*TO DO:* Return all of the entries exactly as written.

*RAW RECORDS:*
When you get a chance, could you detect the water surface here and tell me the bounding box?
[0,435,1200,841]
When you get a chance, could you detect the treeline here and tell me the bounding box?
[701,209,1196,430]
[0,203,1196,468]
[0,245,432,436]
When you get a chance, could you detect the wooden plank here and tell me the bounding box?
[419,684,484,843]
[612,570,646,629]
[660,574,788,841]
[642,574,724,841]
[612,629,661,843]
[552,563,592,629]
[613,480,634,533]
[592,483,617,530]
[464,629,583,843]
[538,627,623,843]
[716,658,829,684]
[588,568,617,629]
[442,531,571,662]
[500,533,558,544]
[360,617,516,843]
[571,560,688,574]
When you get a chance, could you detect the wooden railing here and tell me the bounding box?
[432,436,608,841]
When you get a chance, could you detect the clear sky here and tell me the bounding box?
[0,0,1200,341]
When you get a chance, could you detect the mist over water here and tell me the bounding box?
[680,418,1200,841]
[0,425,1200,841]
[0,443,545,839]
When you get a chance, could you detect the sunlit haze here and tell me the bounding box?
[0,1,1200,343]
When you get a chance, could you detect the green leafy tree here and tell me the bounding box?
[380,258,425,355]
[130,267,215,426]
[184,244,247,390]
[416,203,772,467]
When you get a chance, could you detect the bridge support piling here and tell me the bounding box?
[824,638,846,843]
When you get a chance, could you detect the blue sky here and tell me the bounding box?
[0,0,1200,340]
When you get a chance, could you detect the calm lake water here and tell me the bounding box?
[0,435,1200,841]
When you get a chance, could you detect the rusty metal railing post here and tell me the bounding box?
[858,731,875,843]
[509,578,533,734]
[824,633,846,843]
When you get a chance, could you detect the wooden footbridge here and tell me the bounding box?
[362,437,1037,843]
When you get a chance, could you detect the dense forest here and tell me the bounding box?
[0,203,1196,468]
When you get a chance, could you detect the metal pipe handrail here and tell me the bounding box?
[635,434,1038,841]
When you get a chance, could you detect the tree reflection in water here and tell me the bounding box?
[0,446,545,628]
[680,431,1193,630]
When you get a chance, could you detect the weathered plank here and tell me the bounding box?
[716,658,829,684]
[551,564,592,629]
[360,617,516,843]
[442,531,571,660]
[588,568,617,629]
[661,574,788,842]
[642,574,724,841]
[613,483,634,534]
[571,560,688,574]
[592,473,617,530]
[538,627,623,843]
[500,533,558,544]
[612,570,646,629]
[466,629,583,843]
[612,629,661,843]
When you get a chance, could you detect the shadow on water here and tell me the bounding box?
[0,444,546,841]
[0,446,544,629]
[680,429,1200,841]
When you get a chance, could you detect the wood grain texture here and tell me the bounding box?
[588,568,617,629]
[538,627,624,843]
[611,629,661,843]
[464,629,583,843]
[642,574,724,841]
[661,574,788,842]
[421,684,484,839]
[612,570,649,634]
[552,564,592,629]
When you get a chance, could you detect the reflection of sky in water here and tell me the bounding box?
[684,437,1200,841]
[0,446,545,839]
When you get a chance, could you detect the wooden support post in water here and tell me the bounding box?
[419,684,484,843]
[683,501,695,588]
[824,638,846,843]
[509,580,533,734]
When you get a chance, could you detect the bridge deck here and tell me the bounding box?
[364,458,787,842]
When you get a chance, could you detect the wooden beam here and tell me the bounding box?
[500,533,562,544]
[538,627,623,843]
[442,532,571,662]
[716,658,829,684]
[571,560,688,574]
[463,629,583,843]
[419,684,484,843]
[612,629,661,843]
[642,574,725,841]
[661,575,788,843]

*FINAL ANSWER:*
When you get a chance, could you detect the water surface here and tell me the bounding box?
[0,435,1200,841]
When you get a chance, could you detect the treeline here and tell me the bounding box?
[701,209,1196,430]
[0,203,1196,468]
[0,245,432,436]
When you get a chance, could you detect the wooden plank here and tell me the bounding box?
[419,684,484,843]
[612,570,646,629]
[660,574,788,841]
[642,574,724,841]
[612,629,661,843]
[552,563,592,629]
[613,480,634,533]
[592,483,617,530]
[464,629,583,843]
[538,627,623,843]
[716,658,829,684]
[588,568,617,629]
[442,531,571,662]
[500,533,558,544]
[360,617,516,843]
[571,560,688,574]
When you get a chance, could you detect the wooden railing here and tell me the bounding box?
[432,436,608,841]
When you get a chance, could you detect the clear sky here and tell me the bounding box?
[0,0,1200,341]
When you get a chance, could you detect the mist over water here and tell me the bounding box?
[680,418,1200,841]
[0,425,1200,841]
[0,443,545,839]
When you get a chance, could you detect the sunlit haze here and tell me the bounding box?
[0,1,1200,343]
When you get a chance, could you detect the green leafy tree here and tell me the bounding box?
[380,258,425,355]
[130,267,215,426]
[184,244,247,390]
[416,203,772,467]
When you get a chance, could you detect the bridge support piling here and tell me the bounding box?
[824,638,846,843]
When you get a chance, could you detect the blue sky here and tell me the bounding box?
[0,0,1200,340]
When you get a chance, could you detect the calm lake water here and tell me the bounding box?
[0,435,1200,841]
When you get a chance, could you detect the rusty metal railing post here and tell me the bounding box?
[858,731,875,843]
[509,578,533,734]
[824,633,846,843]
When you get a chance, could you detect the wooden footbridge here and tell me the bounding box?
[362,437,1037,843]
When you get a chance, could you detect the dense forest here and tell me the bounding box?
[0,203,1196,468]
When you get a chance, could you detect the metal pipe handrail here and tell me the bounding box?
[635,434,1038,841]
When you get a chance, could you detect the tree reflection in water here and tell me the bounding box?
[0,446,545,628]
[680,431,1193,630]
When you get a chance, could you detect the weathered plank here and tell me the bounding box?
[716,658,829,684]
[551,564,592,629]
[360,617,516,843]
[442,531,571,660]
[588,568,617,629]
[661,574,788,842]
[642,574,724,841]
[613,483,634,534]
[571,560,688,574]
[592,473,617,530]
[538,627,623,843]
[500,533,558,544]
[612,570,646,629]
[466,629,583,843]
[612,629,661,843]
When you get a chance, could you detect the shadow on water here and tell me the bounding box?
[0,444,546,841]
[0,446,544,629]
[680,429,1200,841]
When you get a chance, could you detect the wood grain texture here and tell me the bounding box?
[588,568,617,629]
[538,627,624,843]
[611,629,661,843]
[464,629,583,843]
[642,574,724,841]
[661,574,788,842]
[421,684,484,839]
[612,570,649,634]
[552,564,592,629]
When you get a chance, could you detect the reflection of sky in water here and tell me the bounding box?
[684,437,1200,841]
[0,446,545,839]
When you get a chance, could you detect the wooden support post in water here and tell me the bounding box?
[419,684,484,843]
[683,501,695,588]
[824,638,846,843]
[509,580,533,734]
When you get a chance, could you detect the bridge deck here and tell me the bounding box?
[364,458,787,842]
When you get a chance, could you detect the wooden beam here and tell me the bounding box?
[500,533,562,544]
[538,627,623,843]
[442,532,571,662]
[716,658,829,684]
[571,560,688,574]
[463,629,583,843]
[419,684,484,843]
[612,629,661,843]
[642,574,725,841]
[661,575,788,843]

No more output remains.